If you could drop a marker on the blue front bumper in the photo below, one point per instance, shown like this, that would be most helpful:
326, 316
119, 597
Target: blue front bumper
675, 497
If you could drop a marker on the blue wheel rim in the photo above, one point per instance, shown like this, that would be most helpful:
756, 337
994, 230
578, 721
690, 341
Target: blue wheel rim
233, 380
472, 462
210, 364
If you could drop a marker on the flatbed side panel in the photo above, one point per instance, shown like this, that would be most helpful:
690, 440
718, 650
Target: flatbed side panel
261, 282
··········
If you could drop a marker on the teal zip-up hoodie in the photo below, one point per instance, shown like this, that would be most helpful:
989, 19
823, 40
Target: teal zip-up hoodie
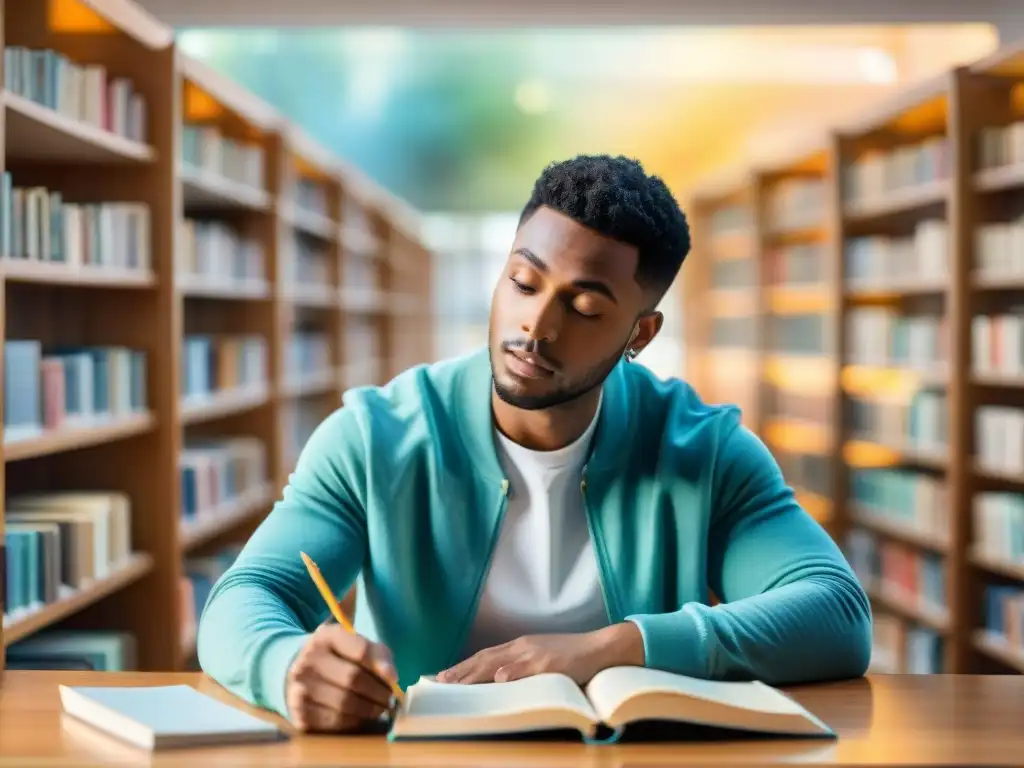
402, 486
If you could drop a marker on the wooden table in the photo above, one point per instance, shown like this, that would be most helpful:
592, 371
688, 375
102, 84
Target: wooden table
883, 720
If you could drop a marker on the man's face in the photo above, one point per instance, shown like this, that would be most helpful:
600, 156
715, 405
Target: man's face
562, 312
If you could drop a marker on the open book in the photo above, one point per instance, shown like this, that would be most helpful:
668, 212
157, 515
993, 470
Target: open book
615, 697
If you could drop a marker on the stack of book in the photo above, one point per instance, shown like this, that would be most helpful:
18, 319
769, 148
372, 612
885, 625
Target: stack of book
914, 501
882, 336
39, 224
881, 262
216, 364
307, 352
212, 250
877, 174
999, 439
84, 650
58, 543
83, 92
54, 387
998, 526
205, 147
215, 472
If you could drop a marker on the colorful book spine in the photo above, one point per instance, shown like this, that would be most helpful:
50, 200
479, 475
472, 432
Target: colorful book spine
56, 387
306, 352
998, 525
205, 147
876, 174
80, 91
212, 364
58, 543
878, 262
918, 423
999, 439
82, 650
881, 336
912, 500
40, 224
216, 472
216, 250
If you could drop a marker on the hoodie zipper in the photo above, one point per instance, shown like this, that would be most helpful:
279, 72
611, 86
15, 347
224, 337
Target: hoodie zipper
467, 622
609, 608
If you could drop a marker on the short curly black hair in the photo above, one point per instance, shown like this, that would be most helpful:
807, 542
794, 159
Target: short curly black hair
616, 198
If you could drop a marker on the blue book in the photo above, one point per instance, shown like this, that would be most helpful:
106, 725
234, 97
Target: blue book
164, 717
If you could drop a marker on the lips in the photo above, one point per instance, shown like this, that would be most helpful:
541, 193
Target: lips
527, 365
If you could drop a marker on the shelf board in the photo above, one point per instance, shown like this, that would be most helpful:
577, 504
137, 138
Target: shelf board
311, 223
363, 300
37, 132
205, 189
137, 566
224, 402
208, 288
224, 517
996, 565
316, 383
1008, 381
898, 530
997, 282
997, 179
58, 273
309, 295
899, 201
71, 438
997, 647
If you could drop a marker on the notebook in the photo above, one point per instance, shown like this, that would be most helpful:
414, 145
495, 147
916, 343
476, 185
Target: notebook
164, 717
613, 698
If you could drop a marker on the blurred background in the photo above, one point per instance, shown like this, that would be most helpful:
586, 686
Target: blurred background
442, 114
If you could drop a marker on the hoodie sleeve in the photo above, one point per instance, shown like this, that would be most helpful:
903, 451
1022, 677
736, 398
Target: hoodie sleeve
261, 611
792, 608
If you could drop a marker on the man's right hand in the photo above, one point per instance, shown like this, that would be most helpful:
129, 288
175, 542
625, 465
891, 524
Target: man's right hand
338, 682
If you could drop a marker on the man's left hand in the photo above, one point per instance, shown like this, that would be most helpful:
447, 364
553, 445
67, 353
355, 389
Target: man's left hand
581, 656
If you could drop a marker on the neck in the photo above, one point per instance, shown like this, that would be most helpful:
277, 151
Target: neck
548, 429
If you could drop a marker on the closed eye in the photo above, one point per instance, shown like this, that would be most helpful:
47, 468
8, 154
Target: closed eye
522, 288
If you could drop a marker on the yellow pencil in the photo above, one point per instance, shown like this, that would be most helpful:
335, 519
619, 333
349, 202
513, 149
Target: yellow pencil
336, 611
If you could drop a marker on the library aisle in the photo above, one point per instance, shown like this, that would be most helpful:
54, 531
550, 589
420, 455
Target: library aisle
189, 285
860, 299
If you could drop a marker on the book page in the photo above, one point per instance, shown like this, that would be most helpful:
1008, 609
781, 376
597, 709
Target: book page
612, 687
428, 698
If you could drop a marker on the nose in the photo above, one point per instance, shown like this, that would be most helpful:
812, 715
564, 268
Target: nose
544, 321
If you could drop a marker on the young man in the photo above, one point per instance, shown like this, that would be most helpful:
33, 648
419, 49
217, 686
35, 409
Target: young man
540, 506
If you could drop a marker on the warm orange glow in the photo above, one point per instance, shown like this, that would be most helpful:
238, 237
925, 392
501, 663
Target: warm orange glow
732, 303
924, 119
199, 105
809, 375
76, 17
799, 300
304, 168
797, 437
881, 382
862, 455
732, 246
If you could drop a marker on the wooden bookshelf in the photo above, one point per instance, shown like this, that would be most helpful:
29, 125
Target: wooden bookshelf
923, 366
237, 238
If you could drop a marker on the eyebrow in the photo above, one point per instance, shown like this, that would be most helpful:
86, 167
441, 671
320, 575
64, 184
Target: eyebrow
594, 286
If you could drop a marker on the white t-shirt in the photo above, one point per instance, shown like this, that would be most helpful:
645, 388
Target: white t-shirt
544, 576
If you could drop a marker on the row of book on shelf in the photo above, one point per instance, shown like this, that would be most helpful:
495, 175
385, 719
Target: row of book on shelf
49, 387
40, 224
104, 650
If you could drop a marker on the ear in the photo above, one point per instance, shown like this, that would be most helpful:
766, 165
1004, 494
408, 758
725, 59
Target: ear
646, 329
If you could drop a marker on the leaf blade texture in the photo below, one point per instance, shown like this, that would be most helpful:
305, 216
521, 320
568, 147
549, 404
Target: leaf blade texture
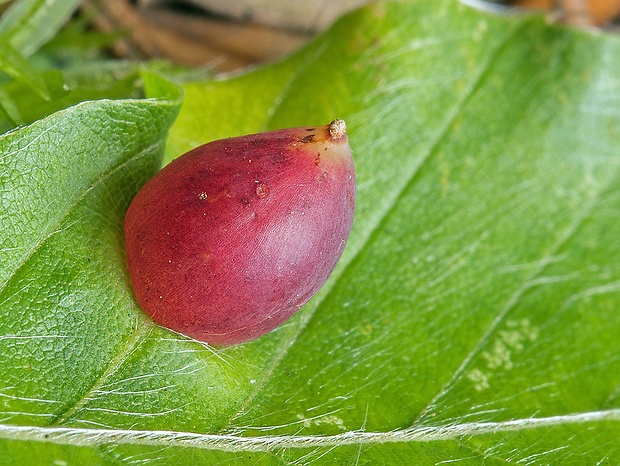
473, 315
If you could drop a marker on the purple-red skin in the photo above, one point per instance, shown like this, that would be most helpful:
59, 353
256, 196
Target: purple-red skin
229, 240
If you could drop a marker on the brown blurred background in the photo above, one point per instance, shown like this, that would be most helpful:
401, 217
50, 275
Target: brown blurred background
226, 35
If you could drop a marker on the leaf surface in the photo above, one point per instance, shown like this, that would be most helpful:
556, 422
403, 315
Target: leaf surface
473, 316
··········
Tell how many lines of the records above hold the string "below". Give no other text.

ANSWER AREA ▸ 3